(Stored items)
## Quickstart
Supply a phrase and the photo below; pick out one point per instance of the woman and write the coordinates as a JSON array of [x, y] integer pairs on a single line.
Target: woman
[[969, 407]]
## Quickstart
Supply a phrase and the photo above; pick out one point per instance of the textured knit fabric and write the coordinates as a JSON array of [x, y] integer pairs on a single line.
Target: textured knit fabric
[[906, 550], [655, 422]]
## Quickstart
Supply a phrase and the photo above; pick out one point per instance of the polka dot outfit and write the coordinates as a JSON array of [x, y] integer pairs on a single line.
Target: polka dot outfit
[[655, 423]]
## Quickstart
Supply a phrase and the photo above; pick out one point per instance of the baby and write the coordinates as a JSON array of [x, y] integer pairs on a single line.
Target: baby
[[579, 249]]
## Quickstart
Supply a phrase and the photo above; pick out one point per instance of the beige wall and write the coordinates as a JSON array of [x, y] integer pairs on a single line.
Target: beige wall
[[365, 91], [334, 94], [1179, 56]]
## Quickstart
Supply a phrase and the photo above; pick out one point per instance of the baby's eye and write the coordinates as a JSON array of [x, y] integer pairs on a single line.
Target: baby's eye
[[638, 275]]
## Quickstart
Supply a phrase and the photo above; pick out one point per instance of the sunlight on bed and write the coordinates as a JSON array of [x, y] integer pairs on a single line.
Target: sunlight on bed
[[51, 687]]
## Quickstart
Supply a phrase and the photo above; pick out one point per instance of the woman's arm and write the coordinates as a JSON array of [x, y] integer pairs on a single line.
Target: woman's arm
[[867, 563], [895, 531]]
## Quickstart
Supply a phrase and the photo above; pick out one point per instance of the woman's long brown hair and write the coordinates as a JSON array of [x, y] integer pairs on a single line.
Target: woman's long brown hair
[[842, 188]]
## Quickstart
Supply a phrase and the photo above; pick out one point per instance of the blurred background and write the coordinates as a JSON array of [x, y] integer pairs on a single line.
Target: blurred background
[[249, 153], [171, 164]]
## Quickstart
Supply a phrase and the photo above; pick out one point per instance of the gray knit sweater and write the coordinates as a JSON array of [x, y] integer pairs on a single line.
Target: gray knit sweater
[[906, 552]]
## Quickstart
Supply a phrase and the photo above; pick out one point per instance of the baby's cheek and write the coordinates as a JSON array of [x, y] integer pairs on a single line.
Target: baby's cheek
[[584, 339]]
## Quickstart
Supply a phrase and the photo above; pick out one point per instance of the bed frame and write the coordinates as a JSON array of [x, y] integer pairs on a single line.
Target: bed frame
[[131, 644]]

> BRIEF: Copy each entry exactly, with nothing added or dropped.

> ANSWER SECTION:
## Quickstart
Supply a phrase and the photo below; pick out one point per instance of the woman and write the coordinates as a JSON array of [x, y] integer pairs on a single line.
Target: woman
[[969, 407]]
## Quickstart
Supply a phrase and the photo above; pick out one point per instance of the textured knit fabric and write the coordinates as a JSON array of [x, y] integer pairs on a single line.
Target: textured knit fabric
[[906, 550], [655, 422]]
## Quickstart
Supply a phrase and the photo above; pick out one point per instance of the polka dot outfit and write the coordinates as a JSON array of [x, y] integer pairs on a single line.
Target: polka dot outfit
[[655, 423]]
## Quickstart
Supply a phrase and the photo above; pick out one point per instance of the baby and write the coordinates as a JSON array of [x, y] integer pairs on a single line.
Target: baby
[[579, 249]]
## Quickstart
Supply a phrase and the photo above; pick out one point per instance of the beige wall and write the coordinates as a JSON array of [x, y] integer pairs on a single line.
Target: beige wall
[[365, 91], [334, 94], [1179, 56]]
## Quickstart
Supply a phrase and the photo above; pick out one point per instance of the baby's eye and write the coordinates as a JSON array of [x, y] integer pairs on a single line.
Target: baby's eye
[[638, 275]]
## Quickstart
Supply a phrase and the photo above; pick out one point per instance of the sunlight on bed and write the coordinates as a JSON array of [x, y] integer pairs on a single line.
Target: sunlight on bed
[[51, 687]]
## Quickstart
Supply a phrase and the photo above; pick out one point per instance of the woman's arm and write the coordinates as a JSON array of [x, y] integer pairs on a single line.
Target: woman's arm
[[867, 563], [895, 531]]
## Quickstart
Supply a phrase and the photo above; pick out one point per instance of the woman's long brown hair and write the coordinates as a JSON array of [x, y] integer pairs on a single line.
Target: woman's long brown hair
[[842, 188]]
## Quickstart
Supply a phrase and the photo above; pick out one point per instance of the blurred background and write the coordinates as a JSON array of [x, y] integer pairs on a single line.
Target: blurred background
[[249, 153], [171, 164]]
## Quickstart
Supply a phrase and the photo above; pick out one point per instance of the gray knit sweater and write the coordinates as a JSON array of [x, y] integer pairs on a single line.
Target: gray knit sweater
[[906, 552]]
## Quickstart
Supply a phrase and the photo above; pick out one point per instance of the baby's cheek and write the coordinates as a JSON array of [x, y] integer pairs on a single line.
Target: baby's cheek
[[584, 339]]
## Quickstart
Supply a phrase and the photo above; pick out one point per instance of the bed frame and write the coordinates as a JSON array of [x, y] integer pairs on a single line.
Target: bed frame
[[131, 644]]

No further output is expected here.